[SET TASKS]
[A] Copy the Heart of Stone passage from "Heart of Stone" to "can you get?".
[B] According to the Heart of Stone passage, with whom did the line "This is business; not personal." originate?
[C] Pick up the Heart of Stone passage, on the line "This is business; not personal.", after its final sentence and continue it.

Heart of Stone
“This is business; not personal.”[1] How many times have I quoted that line? How many times have I heard it? How many times have I stupidly offered it as comfort, just like the imaginary killers with whom it originated? Have I become part of a 37-year generation of schizophrenics and multiple-personalities to whom this statement truly deep-down makes sense? Take it from the Unemployed Lawyer—things do not happen randomly in law firms. Most of what happens to you happens because you are you. How much more personal can you get?

(Records of labeled regions)

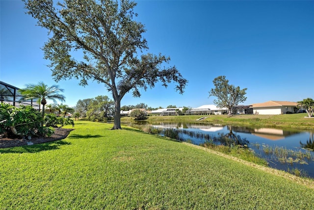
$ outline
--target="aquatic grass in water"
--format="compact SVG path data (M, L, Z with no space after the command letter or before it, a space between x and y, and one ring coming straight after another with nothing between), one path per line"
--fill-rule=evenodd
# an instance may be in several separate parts
M313 152L302 149L297 150L288 149L285 147L278 146L269 146L262 144L260 147L258 143L252 143L251 146L263 153L266 158L270 158L273 161L278 161L282 164L287 164L293 165L296 164L308 165L311 161L314 160L314 153ZM262 154L262 155L263 156ZM296 176L305 176L306 173L303 171L299 173L295 169L287 169L287 171Z
M268 165L268 163L266 160L257 157L255 155L254 150L246 147L241 147L238 145L230 147L222 145L217 145L210 141L205 142L200 146L226 155L236 157L258 165L264 166Z

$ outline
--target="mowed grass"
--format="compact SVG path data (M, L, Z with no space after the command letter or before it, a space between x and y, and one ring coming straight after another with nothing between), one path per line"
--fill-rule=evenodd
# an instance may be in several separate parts
M313 208L314 182L111 127L79 121L65 139L0 149L0 209Z

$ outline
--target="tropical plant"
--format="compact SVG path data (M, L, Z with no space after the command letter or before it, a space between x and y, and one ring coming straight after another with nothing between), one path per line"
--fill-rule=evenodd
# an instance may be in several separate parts
M43 126L40 113L31 106L17 107L7 104L0 104L0 133L7 137L51 135L53 130Z
M50 114L52 114L52 111L54 111L55 110L56 107L55 107L55 104L50 104L49 105L46 105L46 107L47 109L49 109L49 113Z
M314 116L314 100L310 98L297 102L297 106L306 110L309 117Z
M226 79L226 76L219 76L212 81L215 88L211 88L209 92L209 97L215 96L217 99L213 103L220 108L226 107L228 109L228 115L231 115L231 110L234 106L237 105L239 103L246 100L244 95L247 88L241 90L240 87L229 84L229 80Z
M90 102L86 117L92 121L105 121L108 113L112 112L114 105L114 102L107 96L97 96Z
M153 88L158 81L166 87L173 81L176 90L183 92L187 80L177 68L161 66L169 63L169 57L138 54L148 46L142 37L144 26L133 20L137 15L133 12L135 2L25 0L25 3L27 13L50 34L43 50L51 61L54 79L79 78L83 86L93 79L112 92L113 129L121 129L121 101L127 93L139 97L140 89ZM71 54L73 51L82 52L83 59L76 59Z
M63 92L58 85L53 85L48 86L43 82L38 82L37 84L27 84L26 87L19 89L18 91L22 95L21 100L37 99L38 102L43 105L42 118L45 116L45 105L47 103L47 100L51 100L56 103L56 100L64 101L65 97L59 92Z

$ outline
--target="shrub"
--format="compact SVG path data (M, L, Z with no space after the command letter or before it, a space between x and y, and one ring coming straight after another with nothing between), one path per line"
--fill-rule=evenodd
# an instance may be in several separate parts
M54 114L46 114L44 121L46 127L57 128L58 125L61 125L61 127L70 125L74 126L74 121L72 119L58 117Z
M30 106L0 104L0 133L7 137L45 136L53 133L53 130L44 127L41 114Z

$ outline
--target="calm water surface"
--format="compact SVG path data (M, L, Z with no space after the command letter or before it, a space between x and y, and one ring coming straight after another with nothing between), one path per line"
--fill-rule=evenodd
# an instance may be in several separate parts
M265 159L270 167L286 171L297 168L314 178L313 131L197 123L141 123L162 129L177 129L181 140L196 145L208 141L209 136L211 139L214 136L228 136L238 139L238 142L247 146L258 156ZM221 141L211 142L228 144Z

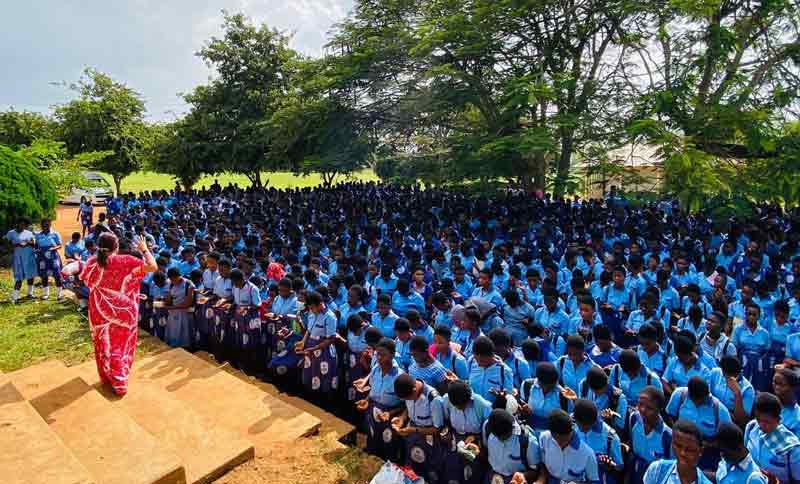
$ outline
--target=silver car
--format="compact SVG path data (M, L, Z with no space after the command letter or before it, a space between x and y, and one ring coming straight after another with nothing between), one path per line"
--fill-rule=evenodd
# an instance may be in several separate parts
M108 181L103 178L103 175L93 171L87 171L83 176L89 182L87 185L90 186L88 188L76 188L72 190L69 195L61 200L61 203L78 205L81 203L81 197L86 197L91 200L94 205L103 205L106 199L114 196L114 189L111 188Z

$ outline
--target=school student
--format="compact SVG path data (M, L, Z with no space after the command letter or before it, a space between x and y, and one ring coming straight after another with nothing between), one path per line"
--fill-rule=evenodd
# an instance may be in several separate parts
M580 439L595 453L599 482L615 484L621 482L622 443L617 432L600 419L597 406L591 400L578 399L572 412L576 432Z
M636 409L626 420L625 434L630 442L627 482L642 482L651 463L672 456L672 429L661 418L664 404L664 393L646 386L638 395Z
M450 345L452 331L445 325L439 325L434 330L433 345L436 360L444 366L444 369L456 376L459 380L469 378L467 360L461 354L454 351Z
M394 381L397 397L406 408L392 419L392 429L404 440L406 465L425 482L439 483L442 448L439 429L444 425L442 397L422 380L403 373Z
M722 459L714 474L717 484L767 484L768 479L755 463L738 425L722 423L717 430L717 447Z
M800 482L800 439L781 422L781 402L771 393L759 393L753 406L755 420L744 430L744 441L762 471L781 483Z
M647 468L644 484L711 484L698 467L703 454L700 429L689 420L678 420L672 429L672 452L675 459L660 459Z
M483 440L489 464L486 482L537 482L541 463L538 439L507 410L492 410L483 428Z
M594 450L578 436L569 414L556 410L548 420L548 430L539 436L540 482L600 482Z
M306 296L308 325L295 350L303 353L303 386L318 395L333 395L339 386L336 358L336 315L325 307L322 296L312 291Z
M472 392L469 384L454 381L442 398L444 430L443 482L483 484L485 466L481 431L492 412L492 404Z

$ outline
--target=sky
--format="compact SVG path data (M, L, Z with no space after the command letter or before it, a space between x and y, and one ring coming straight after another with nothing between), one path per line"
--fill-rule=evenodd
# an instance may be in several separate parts
M27 0L3 5L0 110L50 112L93 67L139 92L147 117L186 111L179 93L212 72L194 53L221 36L222 10L293 33L292 47L320 55L353 0Z

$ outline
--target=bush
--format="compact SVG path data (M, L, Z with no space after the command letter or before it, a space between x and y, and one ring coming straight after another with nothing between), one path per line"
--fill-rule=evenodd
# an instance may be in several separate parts
M0 230L20 217L34 223L55 214L56 191L45 174L23 154L0 145Z

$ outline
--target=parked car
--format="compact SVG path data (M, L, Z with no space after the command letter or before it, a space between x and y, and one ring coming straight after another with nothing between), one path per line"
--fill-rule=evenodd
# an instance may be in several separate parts
M61 203L78 205L81 203L81 197L86 197L90 199L94 205L103 205L106 199L114 196L114 189L111 188L111 185L103 178L103 175L93 171L87 171L83 176L89 182L87 185L91 186L72 190L69 195L61 200Z

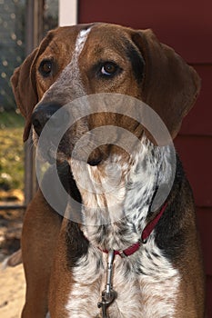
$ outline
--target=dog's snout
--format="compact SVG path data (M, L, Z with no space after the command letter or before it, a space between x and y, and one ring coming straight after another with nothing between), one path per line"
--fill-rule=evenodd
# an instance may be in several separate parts
M33 112L32 124L38 135L50 119L50 117L60 109L61 105L56 103L40 104Z

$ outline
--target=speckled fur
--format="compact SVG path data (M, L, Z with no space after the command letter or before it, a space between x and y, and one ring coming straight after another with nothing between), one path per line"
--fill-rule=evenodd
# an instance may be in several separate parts
M113 200L110 201L108 194L103 199L104 194L96 194L94 188L92 194L88 183L85 186L86 191L79 186L83 202L85 200L88 206L84 211L86 224L83 225L82 231L90 244L87 254L80 258L73 268L76 283L66 304L70 317L97 317L99 310L96 305L105 288L106 268L106 254L97 247L102 250L122 250L140 239L156 186L160 182L168 181L171 169L169 155L168 147L156 147L144 137L140 150L129 159L130 164L126 164L121 156L110 158L105 163L106 166L113 161L123 167L120 184L111 194ZM82 164L80 169L81 164L80 162L72 163L76 184L85 174L85 165ZM95 171L96 177L98 168L87 165L87 169L94 181L92 173ZM102 169L98 180L101 179L101 173ZM122 218L104 225L89 225L89 222L94 224L94 218L99 221L100 211L104 207L102 203L106 202L108 214L113 214L115 211L113 204L110 211L110 203L116 202L116 208L123 213ZM96 208L96 214L92 209L93 214L90 214L89 206ZM118 297L109 307L111 318L128 318L129 314L131 318L174 316L175 296L180 276L156 246L154 232L146 244L142 245L135 254L124 259L116 255L114 266L113 283Z

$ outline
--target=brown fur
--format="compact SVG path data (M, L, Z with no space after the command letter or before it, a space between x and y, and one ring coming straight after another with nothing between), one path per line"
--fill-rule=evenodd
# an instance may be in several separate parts
M31 115L35 106L70 63L77 34L84 27L85 25L77 25L51 31L40 46L15 71L12 84L16 104L26 121L25 141L29 134ZM86 93L89 94L115 92L142 99L161 116L172 137L175 138L183 117L194 104L199 92L200 80L197 73L173 49L160 44L151 30L135 31L106 24L95 25L94 30L95 33L91 31L90 39L86 43L78 60L82 82L86 88ZM141 83L135 79L131 61L123 54L127 45L132 45L137 55L144 57L145 77ZM39 65L43 59L51 56L56 61L56 69L54 70L52 76L43 78L38 71ZM125 72L118 81L105 82L103 84L93 76L91 64L94 65L99 59L108 60L110 56L125 69ZM54 93L48 94L45 102L49 102L54 97ZM58 99L60 103L66 104L75 97L77 96L61 94ZM135 121L129 120L126 116L115 114L110 114L110 118L101 114L90 116L89 127L105 125L106 122L107 124L109 123L126 128L138 137L145 129L137 126ZM149 133L146 133L152 140ZM102 146L92 155L99 156L101 153L104 157L108 155L108 152L117 151L119 150L116 146L110 149L108 146ZM54 313L52 318L66 317L64 306L71 288L72 277L66 262L60 262L66 260L66 253L64 243L66 223L66 221L64 221L61 227L61 218L48 205L39 190L27 208L23 228L22 251L27 284L23 318L45 317L48 307L47 294L51 273L49 295L51 313ZM189 228L192 227L189 225ZM195 251L198 248L194 245L193 242L196 241L193 240L193 235L190 231L189 242L185 246L184 260L177 264L182 273L185 272L186 275L189 273L191 276L201 271L199 267L201 262L198 259L195 258L193 263L187 261L187 253L196 255ZM181 290L187 289L187 298L185 299L180 293L178 294L177 317L183 317L180 308L189 307L190 299L193 297L194 291L189 282L188 280L181 283ZM201 284L201 282L197 283L200 290ZM200 299L203 299L203 295ZM201 300L199 306L202 307ZM189 314L187 317L188 316Z

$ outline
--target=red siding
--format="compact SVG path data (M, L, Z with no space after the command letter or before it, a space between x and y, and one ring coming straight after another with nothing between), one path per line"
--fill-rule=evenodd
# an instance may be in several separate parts
M212 318L212 2L211 0L79 0L79 23L102 21L152 28L202 78L200 96L175 141L194 190Z
M211 145L212 136L202 137L180 134L175 140L175 146L192 185L197 206L212 207Z
M212 64L194 67L202 79L201 91L194 108L185 118L180 133L212 136Z
M79 23L152 28L189 63L212 63L211 0L79 0Z

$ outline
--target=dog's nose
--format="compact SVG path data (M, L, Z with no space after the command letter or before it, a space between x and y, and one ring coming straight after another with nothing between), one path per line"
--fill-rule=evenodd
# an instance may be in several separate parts
M41 132L47 123L49 118L61 108L61 105L56 103L45 103L40 104L33 112L32 114L32 124L34 129L35 130L38 135L41 134Z

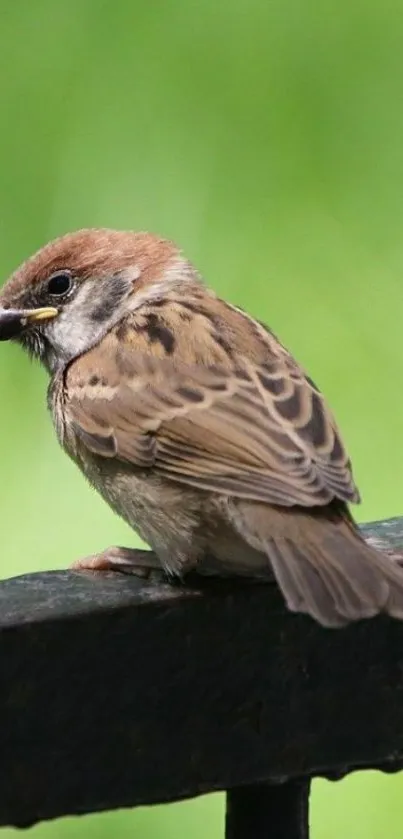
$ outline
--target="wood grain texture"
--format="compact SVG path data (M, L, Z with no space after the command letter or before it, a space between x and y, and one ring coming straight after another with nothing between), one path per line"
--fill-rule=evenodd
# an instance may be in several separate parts
M364 532L403 548L403 519ZM0 616L1 825L403 767L401 622L73 572L5 580Z

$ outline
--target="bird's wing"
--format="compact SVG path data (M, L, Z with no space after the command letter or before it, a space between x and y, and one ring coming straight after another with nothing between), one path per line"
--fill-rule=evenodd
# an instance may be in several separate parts
M334 419L288 354L231 370L130 347L100 361L74 362L65 383L66 420L93 453L272 504L359 500Z

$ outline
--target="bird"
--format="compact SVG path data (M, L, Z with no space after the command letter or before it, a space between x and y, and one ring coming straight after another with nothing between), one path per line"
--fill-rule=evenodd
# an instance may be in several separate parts
M326 628L403 618L403 568L350 512L360 495L321 391L176 244L107 228L49 242L0 290L0 340L44 365L61 446L152 548L76 571L276 582Z

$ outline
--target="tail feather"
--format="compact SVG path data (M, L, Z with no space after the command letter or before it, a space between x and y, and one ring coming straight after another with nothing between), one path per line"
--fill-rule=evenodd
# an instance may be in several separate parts
M347 510L239 513L233 524L266 554L291 611L329 627L382 612L403 620L403 568L364 541Z

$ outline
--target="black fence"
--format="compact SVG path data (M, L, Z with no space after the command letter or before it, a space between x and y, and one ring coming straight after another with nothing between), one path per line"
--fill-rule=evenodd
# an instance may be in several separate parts
M364 532L403 549L403 519ZM312 778L403 767L398 621L73 572L0 583L0 609L0 825L226 790L227 839L303 839Z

[RESPONSES IN ORDER]
[A]
Heart of Stone
“This is business; not personal.”[1] How many times have I quoted that line? How many times have I heard it? How many times have I stupidly offered it as comfort, just like the imaginary killers with whom it originated? Have I become part of a 37-year generation of schizophrenics and multiple-personalities to whom this statement truly deep-down makes sense? Take it from the Unemployed Lawyer—things do not happen randomly in law firms. Most of what happens to you happens because you are you. How much more personal can you get?

[B] With imaginary killers.

[C]
And yet, consider the most successful lawyers you know. The corner office guys, because they are mostly guys. The Management Committee. The Executive Committee. These are the guys who say, “Get me an associate,” the same way they would say, “Get me a stapler”. These are the same guys who: a) never look you in the eye; or b) always look you in the eye so that you won’t think that they’re the kind of guy who never looks you in the eye. The top operators can coo and cluck over your poor little tragedies fifteen minutes after signing the papers that will kill your career. These are the guys who rise and rise while you lie bleeding in the dust. These are the guys who make headline news. These are the guys who control the Business of Law. These are the guys who really don’t care as long as business is good. “The reason the above-named folks are better than you is because you got feelings. Feelings get you killed”.[2]
'"A scientific man ought to have no wishes, no affections--a mere heart of stone”.[3] The really successful lawyers personally known to your really unsuccessful Unemployed Lawyer seem to have managed, not the true Heart of Stone, but belief in the slippery, crazy duality of, “This is business; it’s not personal”.[4] I know some former colleagues who would say that the Really Big Guys have completely mastered the Heart of Stone, but I disagree. The Really Big Guys go home at night and love their families and friends like anybody else does. They have the whole gangster thing down pat: Heart of Stone in the Office and Vito Corleone playing among the tomato plants with his grandson when at home. Kiss, Kiss, Bang, Bang.[5].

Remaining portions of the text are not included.